* What to work on: The response must restate all of the data word for word.

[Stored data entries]
■ ■ ■
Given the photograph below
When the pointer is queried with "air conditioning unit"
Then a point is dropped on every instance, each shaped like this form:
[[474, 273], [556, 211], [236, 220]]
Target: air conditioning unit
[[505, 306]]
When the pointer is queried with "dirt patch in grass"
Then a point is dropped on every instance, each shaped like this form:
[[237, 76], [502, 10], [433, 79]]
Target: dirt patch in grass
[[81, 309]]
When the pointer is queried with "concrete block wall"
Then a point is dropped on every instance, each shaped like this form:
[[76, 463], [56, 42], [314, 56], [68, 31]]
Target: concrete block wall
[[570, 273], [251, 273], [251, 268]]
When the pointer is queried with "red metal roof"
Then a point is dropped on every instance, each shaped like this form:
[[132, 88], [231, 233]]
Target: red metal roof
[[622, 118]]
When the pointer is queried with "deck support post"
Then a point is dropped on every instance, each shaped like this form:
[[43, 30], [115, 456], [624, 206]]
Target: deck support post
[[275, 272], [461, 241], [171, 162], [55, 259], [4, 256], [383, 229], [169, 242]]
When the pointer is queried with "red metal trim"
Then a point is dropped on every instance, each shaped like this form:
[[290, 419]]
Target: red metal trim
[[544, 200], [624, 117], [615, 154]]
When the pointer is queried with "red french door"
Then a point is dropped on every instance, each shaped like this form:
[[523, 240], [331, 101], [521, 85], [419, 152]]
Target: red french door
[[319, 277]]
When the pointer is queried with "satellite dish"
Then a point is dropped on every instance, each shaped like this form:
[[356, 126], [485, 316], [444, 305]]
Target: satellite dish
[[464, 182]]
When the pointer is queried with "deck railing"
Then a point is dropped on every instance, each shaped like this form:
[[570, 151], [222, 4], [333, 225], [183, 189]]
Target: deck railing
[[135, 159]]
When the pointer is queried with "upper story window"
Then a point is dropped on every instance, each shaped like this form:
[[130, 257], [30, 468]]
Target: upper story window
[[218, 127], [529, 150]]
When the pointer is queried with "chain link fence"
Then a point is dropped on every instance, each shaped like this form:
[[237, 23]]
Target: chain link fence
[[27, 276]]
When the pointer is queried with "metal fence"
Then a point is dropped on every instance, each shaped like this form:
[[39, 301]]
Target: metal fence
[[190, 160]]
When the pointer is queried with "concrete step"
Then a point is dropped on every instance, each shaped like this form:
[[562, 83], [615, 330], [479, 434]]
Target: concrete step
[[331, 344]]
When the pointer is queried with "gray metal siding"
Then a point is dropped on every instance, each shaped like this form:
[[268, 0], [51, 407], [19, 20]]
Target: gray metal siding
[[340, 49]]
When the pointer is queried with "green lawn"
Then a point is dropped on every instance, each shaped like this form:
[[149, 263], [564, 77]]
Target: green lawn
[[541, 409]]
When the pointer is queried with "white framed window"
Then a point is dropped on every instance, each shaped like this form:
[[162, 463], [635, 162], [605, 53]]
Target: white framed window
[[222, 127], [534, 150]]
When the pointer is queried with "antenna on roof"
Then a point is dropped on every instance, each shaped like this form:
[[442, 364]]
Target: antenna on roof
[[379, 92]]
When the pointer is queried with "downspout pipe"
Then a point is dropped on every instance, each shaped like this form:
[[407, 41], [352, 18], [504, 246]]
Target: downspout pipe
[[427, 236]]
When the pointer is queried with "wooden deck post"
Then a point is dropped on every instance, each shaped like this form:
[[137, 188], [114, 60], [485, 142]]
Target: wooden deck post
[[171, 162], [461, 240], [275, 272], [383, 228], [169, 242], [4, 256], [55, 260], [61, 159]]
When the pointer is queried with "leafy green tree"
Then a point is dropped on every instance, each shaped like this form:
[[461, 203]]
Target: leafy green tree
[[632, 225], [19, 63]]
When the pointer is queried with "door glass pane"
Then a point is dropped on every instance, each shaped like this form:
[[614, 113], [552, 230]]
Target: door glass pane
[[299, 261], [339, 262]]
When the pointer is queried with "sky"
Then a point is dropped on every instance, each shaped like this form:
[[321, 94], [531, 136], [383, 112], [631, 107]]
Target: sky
■ ■ ■
* Your response:
Given the photograph below
When the pointer is queried with "air conditioning unit"
Then a point is dropped on every instance, each shaped like this form:
[[474, 273], [556, 211], [236, 220]]
Target: air conditioning unit
[[505, 306]]
When the pointer is queried with "dirt patch in grass"
Then a point is dropped on every instance, each shaped like this form:
[[237, 76], [502, 10], [433, 79]]
Target: dirt patch in grass
[[81, 309]]
When the pointer is queried with "concrete block wall"
Then a point is dropped on every instance, each shaped like this form:
[[76, 463], [56, 42], [314, 56], [68, 31]]
Target: concrete block wall
[[570, 273], [251, 273], [251, 268]]
When the pointer is queried with "red metal roof"
Then a point is dropped on every instance, each shaped like this form:
[[132, 88], [231, 233]]
Target: red metal roof
[[622, 118]]
When the pointer is queried with "deck support post"
Then a point is dropped on every instance, each shaped like this form:
[[43, 30], [115, 456], [624, 206]]
Target: deck support post
[[275, 272], [461, 241], [171, 162], [55, 259], [4, 256], [383, 229], [169, 242]]
When the pointer is queried with "red metal trim"
Then a point is dropped on every instance, each shaped like this form:
[[290, 419]]
Target: red metal trim
[[544, 200], [624, 117], [615, 154]]
When the pointer is queried with "red french door"
Then a point is dropped on every instance, each shaped like this form:
[[523, 240], [331, 101], [521, 85], [419, 152]]
Target: red french door
[[319, 277]]
When the pointer is queried with "satellite dish"
Then a point is dropped on every instance, each shaped like this form:
[[356, 126], [485, 316], [444, 305]]
Target: satellite dish
[[464, 182]]
When the pointer is queried with "deck railing"
Then a point is dropped on every instance, each shaped like this form:
[[570, 151], [222, 4], [333, 225], [183, 189]]
Target: deck railing
[[135, 159]]
When the pointer is queried with "upper story window"
Then a point is dropped on every instance, each shaped like this form:
[[130, 257], [30, 468]]
Target: upper story window
[[218, 127], [529, 150]]
When the pointer is queried with "chain link fence"
Then a point is dropped on every instance, each shaped like this form:
[[237, 23]]
Target: chain link fence
[[27, 276]]
When the pointer is queried with "metal fence"
Then a point is dropped on every instance, each shaped like this form:
[[39, 301]]
Target: metal fence
[[190, 160]]
When the pointer is queried with "concrete step"
Then a point is dropped on every instance, each shaped like this form:
[[562, 83], [615, 330], [479, 434]]
Target: concrete step
[[331, 344]]
When the pointer is queried with "gray metal siding"
Then a point is dropped on every instance, each shaped like this form:
[[268, 0], [51, 407], [19, 20]]
Target: gray metal siding
[[340, 49]]
When the pointer is queried with "green lawn"
Then a point is dropped on every instance, each shaped like this form:
[[149, 263], [564, 77]]
Target: green lawn
[[541, 409]]
When the pointer is queried with "white framed window"
Then a point is dropped on every instance, each shaped like this form:
[[162, 463], [635, 162], [605, 53]]
Target: white framed window
[[222, 127], [534, 150]]
When the pointer is queried with "antenna on roof"
Then a point is dropped on every instance, each shaped like this form:
[[442, 364]]
Target: antenna on roof
[[379, 92]]
When the pointer is queried with "downspout pipe"
Then a point is dropped on every instance, each shaped like this form:
[[407, 41], [352, 18], [504, 246]]
Target: downspout pipe
[[427, 236]]
When the pointer is queried with "wooden deck post"
Then a point is dropped on every instance, each shaped like this form:
[[137, 188], [114, 60], [485, 142]]
Target: wooden deck post
[[171, 162], [461, 240], [275, 272], [383, 228], [169, 242], [4, 256], [55, 260], [61, 159]]
When the pointer is queried with "leafy green tree"
Then a point is dropped on every instance, each shaped like this form:
[[461, 203]]
Target: leafy green tree
[[632, 225], [19, 63]]
When the pointer is queried with "door glass pane"
Then a point is dropped on every instance, each shaped like this form:
[[614, 113], [552, 230]]
Target: door glass pane
[[299, 261], [339, 262]]
When the pointer is queried with "sky"
Then a point is dropped on every instance, each shaped like this form:
[[321, 94], [531, 136], [383, 112], [631, 107]]
Target: sky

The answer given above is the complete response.